Natural language region descriptions
********

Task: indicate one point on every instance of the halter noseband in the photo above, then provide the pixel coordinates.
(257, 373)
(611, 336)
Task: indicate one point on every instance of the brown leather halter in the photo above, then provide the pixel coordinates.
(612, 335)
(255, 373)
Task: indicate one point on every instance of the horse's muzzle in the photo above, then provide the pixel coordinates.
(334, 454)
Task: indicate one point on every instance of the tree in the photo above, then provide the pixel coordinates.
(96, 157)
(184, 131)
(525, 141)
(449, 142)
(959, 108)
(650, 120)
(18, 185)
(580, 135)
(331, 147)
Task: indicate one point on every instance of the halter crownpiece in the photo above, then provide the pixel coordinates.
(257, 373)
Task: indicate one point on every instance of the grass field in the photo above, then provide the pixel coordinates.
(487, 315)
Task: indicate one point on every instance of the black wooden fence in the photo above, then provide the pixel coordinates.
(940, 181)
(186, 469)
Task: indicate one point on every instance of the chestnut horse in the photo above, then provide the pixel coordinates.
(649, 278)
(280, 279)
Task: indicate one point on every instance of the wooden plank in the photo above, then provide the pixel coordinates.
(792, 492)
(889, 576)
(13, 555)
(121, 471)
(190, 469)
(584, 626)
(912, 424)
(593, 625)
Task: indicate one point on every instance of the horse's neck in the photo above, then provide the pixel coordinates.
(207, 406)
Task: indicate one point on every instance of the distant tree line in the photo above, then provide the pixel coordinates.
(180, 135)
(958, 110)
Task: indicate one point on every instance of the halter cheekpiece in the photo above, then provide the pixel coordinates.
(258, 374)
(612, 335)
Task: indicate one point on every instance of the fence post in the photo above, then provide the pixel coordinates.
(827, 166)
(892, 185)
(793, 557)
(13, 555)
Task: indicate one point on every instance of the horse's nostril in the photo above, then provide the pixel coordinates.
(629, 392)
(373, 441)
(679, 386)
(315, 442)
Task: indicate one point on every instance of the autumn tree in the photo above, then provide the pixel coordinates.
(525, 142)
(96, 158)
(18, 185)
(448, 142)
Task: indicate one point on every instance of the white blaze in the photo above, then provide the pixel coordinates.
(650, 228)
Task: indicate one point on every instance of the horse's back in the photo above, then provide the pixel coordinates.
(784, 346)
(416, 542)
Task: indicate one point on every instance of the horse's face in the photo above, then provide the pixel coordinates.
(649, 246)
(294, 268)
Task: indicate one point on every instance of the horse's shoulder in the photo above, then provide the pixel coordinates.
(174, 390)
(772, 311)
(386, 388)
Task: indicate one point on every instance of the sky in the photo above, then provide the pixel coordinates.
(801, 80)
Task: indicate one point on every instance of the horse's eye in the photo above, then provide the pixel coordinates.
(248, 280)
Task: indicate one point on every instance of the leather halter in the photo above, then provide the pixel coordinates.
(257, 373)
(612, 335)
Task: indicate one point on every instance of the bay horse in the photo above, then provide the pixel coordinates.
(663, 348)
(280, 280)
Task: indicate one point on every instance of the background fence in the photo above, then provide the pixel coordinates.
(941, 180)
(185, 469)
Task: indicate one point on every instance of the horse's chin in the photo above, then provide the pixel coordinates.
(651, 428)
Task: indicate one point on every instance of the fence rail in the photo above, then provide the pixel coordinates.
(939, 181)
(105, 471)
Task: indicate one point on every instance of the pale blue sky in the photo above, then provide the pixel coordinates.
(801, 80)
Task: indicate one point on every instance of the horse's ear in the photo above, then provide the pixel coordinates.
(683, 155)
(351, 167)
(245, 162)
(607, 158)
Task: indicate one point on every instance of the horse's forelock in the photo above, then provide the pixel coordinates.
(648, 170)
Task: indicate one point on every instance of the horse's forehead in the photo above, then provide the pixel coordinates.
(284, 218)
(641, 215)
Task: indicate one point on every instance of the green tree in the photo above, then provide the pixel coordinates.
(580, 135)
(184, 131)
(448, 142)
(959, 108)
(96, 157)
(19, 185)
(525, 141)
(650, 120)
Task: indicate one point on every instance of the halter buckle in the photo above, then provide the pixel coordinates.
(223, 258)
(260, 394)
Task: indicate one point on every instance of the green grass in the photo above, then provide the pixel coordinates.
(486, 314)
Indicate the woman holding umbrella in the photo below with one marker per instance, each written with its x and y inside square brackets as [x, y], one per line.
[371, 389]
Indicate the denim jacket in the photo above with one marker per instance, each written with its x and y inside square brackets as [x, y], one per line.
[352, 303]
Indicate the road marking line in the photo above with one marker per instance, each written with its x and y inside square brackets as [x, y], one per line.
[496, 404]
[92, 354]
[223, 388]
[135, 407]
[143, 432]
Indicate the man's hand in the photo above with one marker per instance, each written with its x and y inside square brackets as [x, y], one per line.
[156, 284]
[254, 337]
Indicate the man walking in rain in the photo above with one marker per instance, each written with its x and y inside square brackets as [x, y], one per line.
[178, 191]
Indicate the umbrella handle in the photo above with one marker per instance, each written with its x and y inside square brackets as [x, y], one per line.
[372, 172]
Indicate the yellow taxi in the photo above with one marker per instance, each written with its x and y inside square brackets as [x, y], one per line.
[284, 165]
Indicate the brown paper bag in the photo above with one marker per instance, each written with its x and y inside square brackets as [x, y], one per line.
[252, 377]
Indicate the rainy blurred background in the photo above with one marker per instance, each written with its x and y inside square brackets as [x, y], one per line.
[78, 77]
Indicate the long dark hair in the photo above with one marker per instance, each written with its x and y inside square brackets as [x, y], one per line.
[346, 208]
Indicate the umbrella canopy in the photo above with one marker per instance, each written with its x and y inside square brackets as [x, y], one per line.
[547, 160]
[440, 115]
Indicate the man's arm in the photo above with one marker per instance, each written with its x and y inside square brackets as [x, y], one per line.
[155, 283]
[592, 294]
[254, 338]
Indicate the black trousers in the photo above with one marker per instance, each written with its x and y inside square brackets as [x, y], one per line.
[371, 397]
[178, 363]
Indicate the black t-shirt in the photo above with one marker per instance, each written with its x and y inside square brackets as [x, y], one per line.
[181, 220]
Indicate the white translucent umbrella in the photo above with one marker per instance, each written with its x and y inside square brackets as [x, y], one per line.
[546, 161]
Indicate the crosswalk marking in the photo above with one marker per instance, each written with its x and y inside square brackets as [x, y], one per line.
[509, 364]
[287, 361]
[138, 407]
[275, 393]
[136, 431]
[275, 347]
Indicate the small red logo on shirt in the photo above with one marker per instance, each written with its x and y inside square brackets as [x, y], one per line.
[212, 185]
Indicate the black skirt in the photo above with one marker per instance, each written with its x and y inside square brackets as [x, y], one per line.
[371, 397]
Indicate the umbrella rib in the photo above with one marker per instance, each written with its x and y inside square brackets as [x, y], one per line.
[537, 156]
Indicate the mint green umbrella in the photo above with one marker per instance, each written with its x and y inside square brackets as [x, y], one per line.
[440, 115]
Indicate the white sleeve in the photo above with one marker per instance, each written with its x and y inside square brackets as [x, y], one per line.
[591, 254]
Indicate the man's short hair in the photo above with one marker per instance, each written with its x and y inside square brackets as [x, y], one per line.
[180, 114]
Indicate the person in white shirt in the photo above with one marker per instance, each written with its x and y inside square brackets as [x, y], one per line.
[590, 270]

********

## About this task
Take the entries above and return all of them exactly.

## Task solution
Task: indicate one point on every instance of the halter noseband in the photo above, then provide the pixel coordinates.
(257, 373)
(611, 336)
Task: indicate one point on every instance of the brown leather halter in the photo above, then provide the pixel coordinates.
(612, 335)
(255, 373)
Task: indicate one point on every instance of the horse's muzzle in the photo above, then provide the pixel coordinates.
(334, 454)
Task: indicate one point on every instance of the tree in the photo above, then provide the pixel coordinates.
(96, 157)
(184, 131)
(525, 141)
(449, 142)
(959, 108)
(650, 120)
(18, 185)
(580, 135)
(331, 147)
Task: indicate one point on every instance of the halter crownpiece in the photo above, then provide the pixel coordinates.
(257, 373)
Task: indicate one point on every instance of the grass field in the photo above, then provide the pixel coordinates.
(487, 315)
Task: indicate one point on every instance of the black wooden fence in the photo above, then provide the pixel coordinates.
(940, 181)
(186, 469)
Task: indicate one point on every instance of the chestnut horse in the photo above, then provide the pixel coordinates.
(649, 278)
(280, 279)
Task: indicate one point on every instance of the wooden plank in the photo above, then provide the pixel coordinates.
(792, 492)
(889, 576)
(13, 555)
(121, 471)
(190, 469)
(584, 626)
(912, 424)
(593, 625)
Task: indicate one point on every instance of the horse's neck in the photo above, then provide the pixel coordinates.
(207, 406)
Task: indicate one point on every instance of the distant tree line in the photo above, then provide the pixel coordinates.
(180, 135)
(958, 110)
Task: indicate one point on every instance of the halter cheekpiece in the photo above, then provide the pixel coordinates.
(258, 374)
(612, 335)
Task: indicate one point on every instance of the fence post in the photo above, then provide the pixel coordinates.
(827, 166)
(892, 185)
(793, 557)
(13, 555)
Task: indicate one point on every instance of the horse's nostril in the photo above, then provide the pixel coordinates.
(629, 392)
(373, 441)
(679, 386)
(315, 442)
Task: indicate one point on every instance of the autumn tree in the photo above, then provide the pixel coordinates.
(525, 142)
(96, 158)
(18, 185)
(448, 142)
Task: indicate one point on every instance of the white blaze in the photo above, then provide the pixel coordinates.
(650, 228)
Task: indicate one point on every instance of the horse's back in the photo above, then provide the pixel coordinates.
(784, 346)
(416, 542)
Task: indicate one point on every instance of the horse's face in the photo above, then provide the pixel coordinates.
(649, 246)
(294, 268)
Task: indicate one point on every instance of the horse's shoulder in the photo above, then provide the pixel coordinates.
(174, 390)
(772, 311)
(386, 388)
Task: indicate one point on every instance of the sky in the photo above, then provide the pixel coordinates.
(801, 80)
Task: indicate one point on every instance of the horse's eye in the photo above, then provide the pixel coordinates.
(248, 280)
Task: indicate one point on every instance of the leather halter in the photo above, then provide the pixel coordinates.
(257, 373)
(612, 335)
Task: indicate one point on every instance of the bay horse in the photo above, then provide the pixel coordinates.
(663, 348)
(280, 280)
Task: indicate one point on every instance of the background fence in the photo above, then provide the pixel coordinates.
(941, 180)
(185, 469)
Task: indicate one point on every instance of the horse's chin in the photo above, then provide the pixel coordinates.
(651, 428)
Task: indicate one point on every instance of the fence rail in the photo above, then provide the pixel coordinates.
(939, 181)
(105, 471)
Task: indicate one point on every instance of the pale blue sky in the photo above, then provide the pixel coordinates.
(801, 80)
Task: indicate one point on every instance of the horse's ear in the photo above, then provide the pixel coordinates.
(683, 155)
(351, 167)
(245, 162)
(607, 158)
Task: indicate one point on every instance of the horse's forelock in the photo above, then provide the pixel coordinates.
(648, 170)
Task: indicate one point on every instance of the horse's forehead in the photo above, then provide the pixel coordinates.
(284, 218)
(641, 215)
Task: indicate one point on every instance of the green tree in the photo above, then provide the pixel coordinates.
(580, 135)
(184, 131)
(448, 142)
(959, 108)
(96, 157)
(19, 185)
(525, 141)
(650, 120)
Task: indicate one point on every instance of the halter buckle in the photo above, then provide the pixel coordinates.
(223, 258)
(260, 394)
Task: indicate one point on every instance of the green grass in the photo above, then provide the pixel coordinates.
(486, 314)
Indicate the woman holding umbrella in the photo below with one marker per instance, each written with its x and y inside square brackets as [x, y], one per line.
[371, 389]
Indicate the denim jacket in the photo above with one marker per instance, each written with its x and y inside square brackets as [x, y], one per line.
[352, 303]
Indicate the road marking line in the photo above with one marker per instance, each written with its x and y inside square brackets as [x, y], one per line.
[496, 404]
[92, 354]
[223, 388]
[135, 407]
[143, 432]
Indicate the man's hand in the photo above with one marker per instance, each written with its x and y inside square brackets as [x, y], one per line.
[156, 284]
[254, 337]
Indicate the man walking in rain in the photo above with one marker per instance, each written with its x and y inside square brackets as [x, y], one per line.
[178, 191]
Indicate the umbrella handle in the photo above with one marker per instance, each written with its x and y inside square brackets as [x, y], one per line.
[372, 172]
Indicate the yellow taxi in the photo above with one marker per instance, each written with its x and y inside square brackets as [x, y], one per line.
[284, 165]
Indicate the brown paper bag in the photo above with one marker per instance, each written with its x and y inside square brackets as [x, y], one per line.
[252, 377]
Indicate the rainy blurred background in the photo above with one marker per instance, each written with its x and y inside square brackets as [x, y], one per line.
[78, 77]
Indicate the long dark hair in the photo above with one marker per instance, each written with its x and y inside square brackets as [x, y], one per line.
[346, 208]
Indicate the umbrella canopy in the photo above with one marker per instance, each written with its x and y inside square brackets as [x, y], one per line.
[547, 160]
[440, 115]
Indicate the man's arm in the photo above with one marker per instance, each written with its x and y inside square brackets as [x, y], one per line.
[155, 283]
[592, 294]
[254, 338]
Indicate the black trousers in the photo above with one marker per instance, each written with its x and y inside square brackets as [x, y], one per line.
[371, 397]
[178, 363]
Indicate the black t-shirt in the photo above with one marker per instance, each written with its x and y inside square brackets as [x, y], one per line.
[181, 220]
Indicate the white translucent umbrella in the photo above with one marker per instance, each written with its x and y inside square brackets as [x, y], one per line.
[546, 161]
Indicate the crosswalk marking in the photo above with one marker per instance, each written with its x and y inside square brackets as [x, y], one per line.
[509, 364]
[287, 361]
[138, 407]
[275, 393]
[136, 431]
[275, 347]
Indicate the small red logo on shirt in the photo above with one marker per instance, each written with its x and y inside square brackets as [x, y], one per line.
[212, 185]
Indicate the black skirt in the photo above with one marker per instance, each written with its x and y inside square brackets as [x, y], one per line.
[371, 397]
Indicate the umbrella rib in the photo above with one marker per instance, each written with its x and y inside square brackets as [x, y], one per line.
[537, 156]
Indicate the mint green umbrella in the photo above with one marker per instance, each written with its x and y inside square brackets as [x, y], one per line.
[440, 115]
Indicate the white sleeve in the photo above with one marker per instance, each written with its x and y inside square brackets as [x, y], one per line.
[591, 254]
Indicate the man's short hair in the photo above with one marker per instance, each written with its x and y inside square brackets as [x, y], one per line.
[180, 114]
Indicate the person in white shirt in the photo above with one marker per instance, each written with its x and y inside square brackets as [x, y], one per line.
[590, 270]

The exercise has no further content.